▶ **READING PASSAGE**:
begin

I think it might have been sexual harassment from Mila. I see the way she looks at Maya, talks about how much they have in common...


----------



## Jes (Apr 3, 2010)

Uma, meet Oprah. Oprah, Uma. Mila, Maya. I see your point.


----------



## QuasimodoQT (Apr 4, 2010)

Yes, I doubt the reason she gave. There are always people who would rather have deniability. If she felt in danger of being axed, potentially evidenced by her broodiness over not winning a challenge, then perhaps she'd rather leave on her terms. Now she has some of the mystique of having the potential to have won, without having to prove it out. Bah.


----------



## olwen (Apr 4, 2010)

Maya quit because she just couldn't handle the pressure. Simple. I agreed with Emilio tho when he said it was a cop out, cause that's what I was thinking. She had an amazing opportunity and she just threw it away. Tragic.


----------



## indy500tchr (Apr 6, 2010)

Well I am glad that she left b/c I LOVE Anthony! Now if he can just open his mind a bit and make something more than a cocktail dress he will do a helluva lot better.


----------



## Jes (Apr 7, 2010)

i like anthony but i don't think he has what it takes. And seth aaron is very good at what he does but ... it can be a bit one note. He makes me think of ... the guy with the DETROIT tattoo'd on his neck. The guy who did the interesting stuff with the zippers.

anyway, did you all see Christian's special on Monday night. I was so impressed. Not necessarily by his work (though I liked some) but by him, as an individual. He was remarkably hard working and humble. He kept his prices low (something I do, too, for much of my work for some of the same reasons) and he didn't have a Diva complex when it came to his designs. There was none of this: Well if they don't like it, then they're idiots who can't dress well! None of it. He was aware that he was trying to run a business. I really enjoyed the program. Good behind-the-scenes view. I missed his old PR model though.

end

▶ **TASK BRIEF**:
Please answer these about the forum thread:
1. What reason does olwen give for Maya quitting?
2. What does indy500tchr say Anthony should make something more than?
3. On what night did Jes say Christian's special was on?
The lines that come after this thread are from an unrelated source.

▶ **DATA ROWS**:
begin

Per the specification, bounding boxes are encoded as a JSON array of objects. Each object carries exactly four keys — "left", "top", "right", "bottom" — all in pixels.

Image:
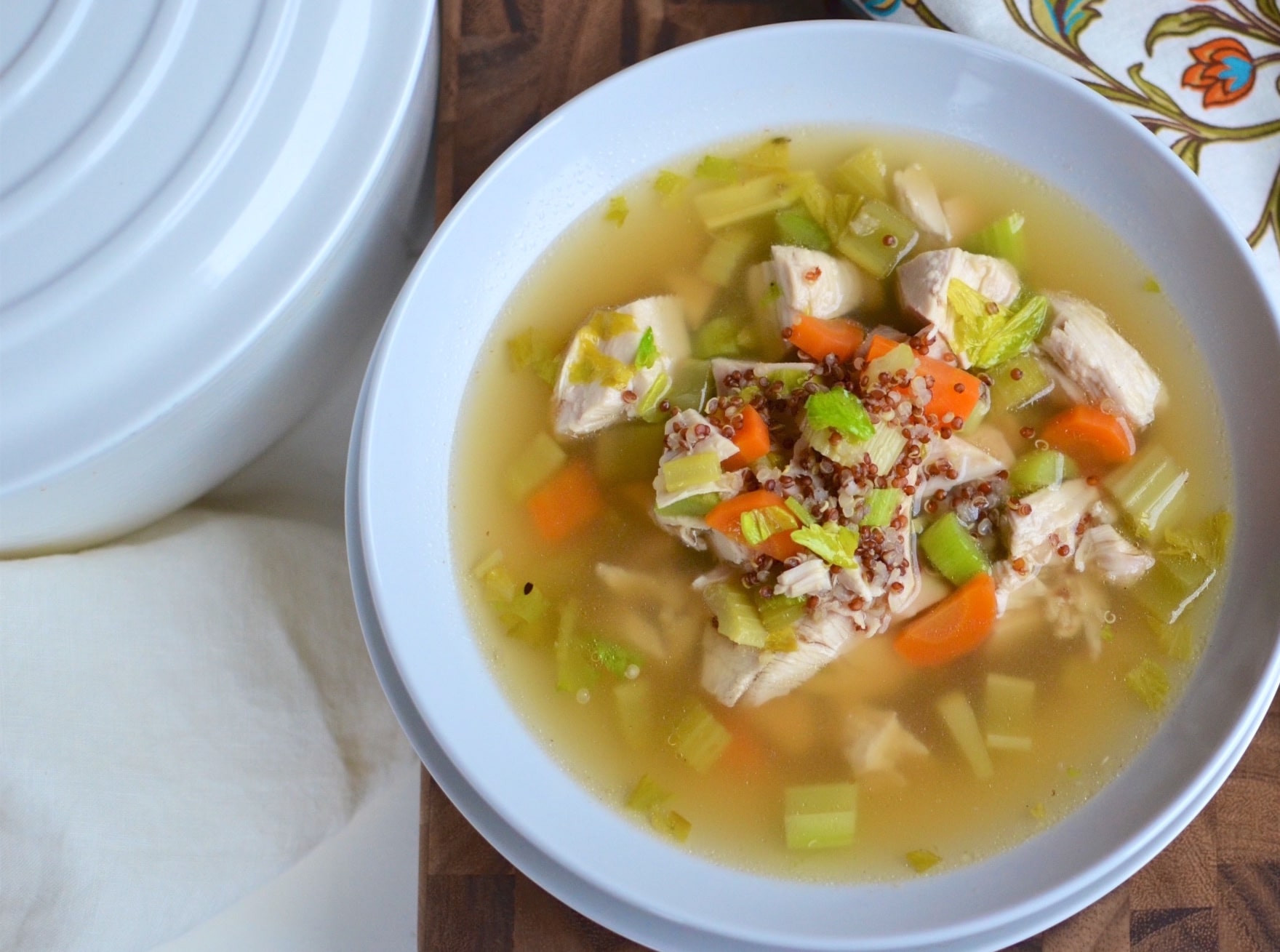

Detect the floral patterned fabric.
[{"left": 849, "top": 0, "right": 1280, "bottom": 297}]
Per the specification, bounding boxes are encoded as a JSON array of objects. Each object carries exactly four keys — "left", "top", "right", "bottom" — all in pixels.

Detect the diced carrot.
[
  {"left": 893, "top": 573, "right": 996, "bottom": 668},
  {"left": 724, "top": 403, "right": 769, "bottom": 470},
  {"left": 707, "top": 489, "right": 805, "bottom": 561},
  {"left": 787, "top": 313, "right": 867, "bottom": 364},
  {"left": 1041, "top": 406, "right": 1135, "bottom": 471},
  {"left": 526, "top": 460, "right": 604, "bottom": 543},
  {"left": 867, "top": 334, "right": 982, "bottom": 420}
]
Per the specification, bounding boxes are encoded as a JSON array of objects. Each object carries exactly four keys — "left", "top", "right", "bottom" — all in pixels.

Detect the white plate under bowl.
[{"left": 359, "top": 22, "right": 1280, "bottom": 949}]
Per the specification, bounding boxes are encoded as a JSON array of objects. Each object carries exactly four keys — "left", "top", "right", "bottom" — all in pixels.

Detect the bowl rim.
[{"left": 360, "top": 20, "right": 1280, "bottom": 948}]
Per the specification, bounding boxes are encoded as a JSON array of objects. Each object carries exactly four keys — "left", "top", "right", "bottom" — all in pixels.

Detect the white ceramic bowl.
[
  {"left": 0, "top": 0, "right": 439, "bottom": 554},
  {"left": 355, "top": 22, "right": 1280, "bottom": 949}
]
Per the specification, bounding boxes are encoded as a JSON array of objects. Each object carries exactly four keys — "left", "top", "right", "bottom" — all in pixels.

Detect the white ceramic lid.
[{"left": 0, "top": 0, "right": 431, "bottom": 548}]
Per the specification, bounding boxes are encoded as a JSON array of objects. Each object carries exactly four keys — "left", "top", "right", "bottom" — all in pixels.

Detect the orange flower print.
[{"left": 1183, "top": 36, "right": 1253, "bottom": 109}]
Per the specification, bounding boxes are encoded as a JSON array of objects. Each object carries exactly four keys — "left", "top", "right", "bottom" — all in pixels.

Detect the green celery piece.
[
  {"left": 983, "top": 353, "right": 1053, "bottom": 409},
  {"left": 657, "top": 492, "right": 721, "bottom": 519},
  {"left": 836, "top": 199, "right": 920, "bottom": 280},
  {"left": 920, "top": 512, "right": 991, "bottom": 586},
  {"left": 857, "top": 489, "right": 903, "bottom": 529},
  {"left": 594, "top": 423, "right": 665, "bottom": 485},
  {"left": 804, "top": 386, "right": 876, "bottom": 441},
  {"left": 739, "top": 505, "right": 800, "bottom": 545},
  {"left": 667, "top": 359, "right": 716, "bottom": 409},
  {"left": 1133, "top": 556, "right": 1219, "bottom": 625},
  {"left": 1103, "top": 443, "right": 1188, "bottom": 539},
  {"left": 835, "top": 146, "right": 888, "bottom": 201},
  {"left": 906, "top": 849, "right": 942, "bottom": 873},
  {"left": 613, "top": 678, "right": 657, "bottom": 751},
  {"left": 1009, "top": 449, "right": 1074, "bottom": 497},
  {"left": 703, "top": 583, "right": 769, "bottom": 649},
  {"left": 935, "top": 691, "right": 996, "bottom": 780},
  {"left": 667, "top": 701, "right": 733, "bottom": 773},
  {"left": 791, "top": 522, "right": 857, "bottom": 568},
  {"left": 627, "top": 774, "right": 671, "bottom": 814},
  {"left": 773, "top": 205, "right": 831, "bottom": 251},
  {"left": 662, "top": 450, "right": 721, "bottom": 492},
  {"left": 604, "top": 194, "right": 631, "bottom": 228},
  {"left": 782, "top": 783, "right": 857, "bottom": 849},
  {"left": 504, "top": 433, "right": 568, "bottom": 500},
  {"left": 1124, "top": 657, "right": 1169, "bottom": 710},
  {"left": 964, "top": 211, "right": 1027, "bottom": 271},
  {"left": 694, "top": 155, "right": 739, "bottom": 182},
  {"left": 786, "top": 497, "right": 818, "bottom": 526},
  {"left": 649, "top": 806, "right": 694, "bottom": 843},
  {"left": 690, "top": 311, "right": 755, "bottom": 361},
  {"left": 984, "top": 674, "right": 1036, "bottom": 751},
  {"left": 697, "top": 228, "right": 756, "bottom": 288},
  {"left": 554, "top": 600, "right": 600, "bottom": 694},
  {"left": 694, "top": 173, "right": 800, "bottom": 231}
]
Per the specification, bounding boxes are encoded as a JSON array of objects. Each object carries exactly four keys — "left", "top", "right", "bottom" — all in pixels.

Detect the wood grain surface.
[{"left": 419, "top": 0, "right": 1280, "bottom": 952}]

end

▶ **FULL ANSWER**:
1. She couldn't handle the pressure.
2. A cocktail dress.
3. Monday night.